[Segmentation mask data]
□ □ □ □ □ □ □

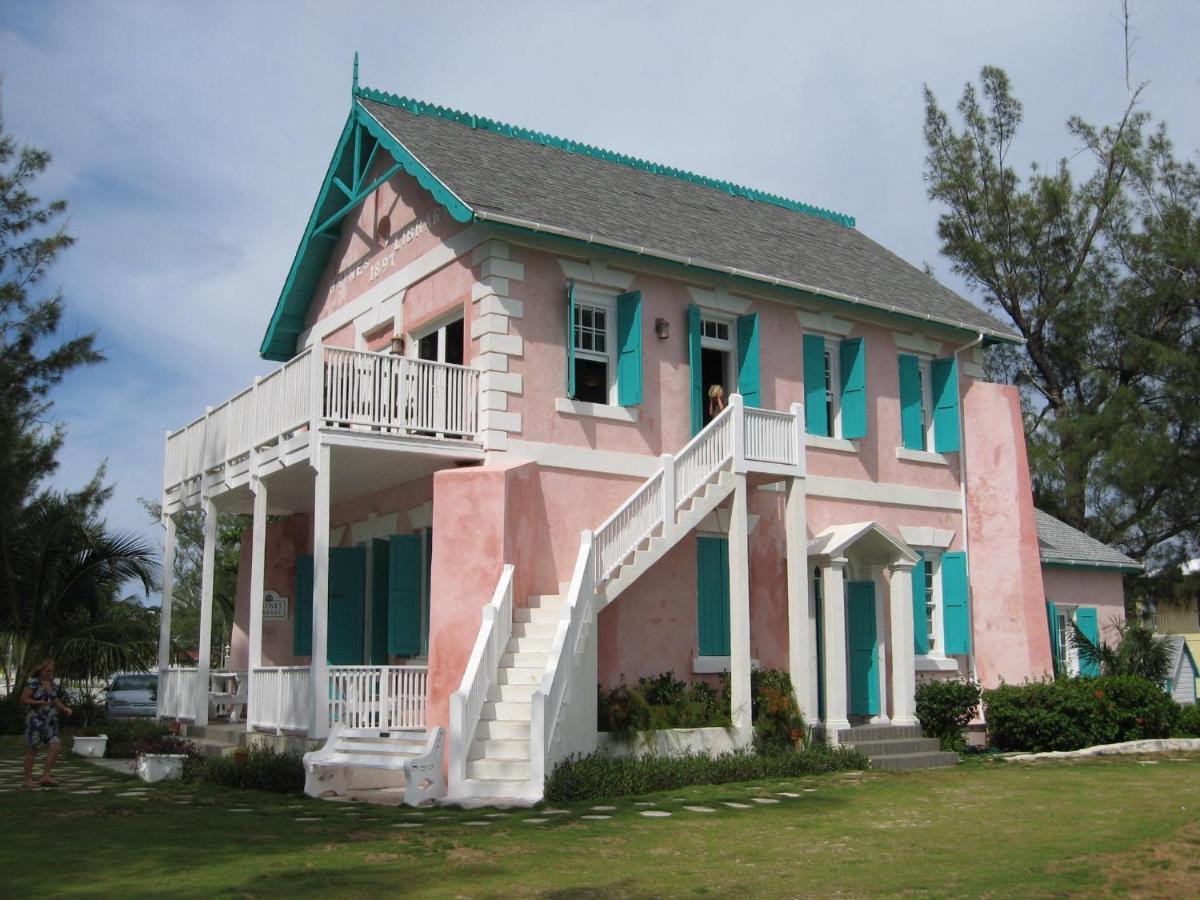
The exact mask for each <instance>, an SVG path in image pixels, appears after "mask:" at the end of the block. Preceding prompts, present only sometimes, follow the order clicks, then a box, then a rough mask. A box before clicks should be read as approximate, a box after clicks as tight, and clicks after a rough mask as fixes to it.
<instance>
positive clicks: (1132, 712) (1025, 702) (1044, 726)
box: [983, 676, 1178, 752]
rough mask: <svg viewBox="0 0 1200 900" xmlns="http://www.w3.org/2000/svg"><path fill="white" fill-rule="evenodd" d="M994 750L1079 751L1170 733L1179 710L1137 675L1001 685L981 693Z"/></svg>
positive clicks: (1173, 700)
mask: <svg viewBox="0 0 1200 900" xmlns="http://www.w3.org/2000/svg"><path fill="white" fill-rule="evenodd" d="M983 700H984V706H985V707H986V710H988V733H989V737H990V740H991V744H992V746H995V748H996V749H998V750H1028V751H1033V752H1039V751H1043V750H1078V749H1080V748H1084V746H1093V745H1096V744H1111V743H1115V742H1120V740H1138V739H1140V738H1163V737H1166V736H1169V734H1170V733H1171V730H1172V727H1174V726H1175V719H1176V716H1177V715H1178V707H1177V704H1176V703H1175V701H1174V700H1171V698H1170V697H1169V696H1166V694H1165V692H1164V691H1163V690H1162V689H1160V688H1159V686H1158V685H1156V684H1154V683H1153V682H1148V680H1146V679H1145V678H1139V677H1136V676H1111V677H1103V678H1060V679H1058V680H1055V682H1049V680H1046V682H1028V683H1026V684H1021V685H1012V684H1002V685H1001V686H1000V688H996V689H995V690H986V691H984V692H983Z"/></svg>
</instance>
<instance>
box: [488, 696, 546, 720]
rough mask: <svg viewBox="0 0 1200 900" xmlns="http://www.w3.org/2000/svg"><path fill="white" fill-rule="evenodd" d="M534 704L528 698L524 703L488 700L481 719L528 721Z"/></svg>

□ □ □ □ □ □ □

> TASK INSTRUCTIONS: Write out the lines of the entries above exactly, beginning with the first and ending with the line that contains "750L1079 751L1170 733L1179". No picture goes in.

> RESPONSE BELOW:
The exact mask for each <instance>, an SVG path in image pixels, appears after "mask:" at the end of the block. Preceding prompts, present only sometimes, follow the order clicks, then a box, then a rough mask. A box before clicks should be read as approximate, a box after clicks as tight, and clicks after a rough mask as fixes to it.
<instance>
positive clicks: (1132, 712) (1025, 702) (1044, 726)
box: [983, 676, 1178, 752]
rough mask: <svg viewBox="0 0 1200 900" xmlns="http://www.w3.org/2000/svg"><path fill="white" fill-rule="evenodd" d="M994 750L1079 751L1170 733L1179 710L1137 675L1001 685L981 693Z"/></svg>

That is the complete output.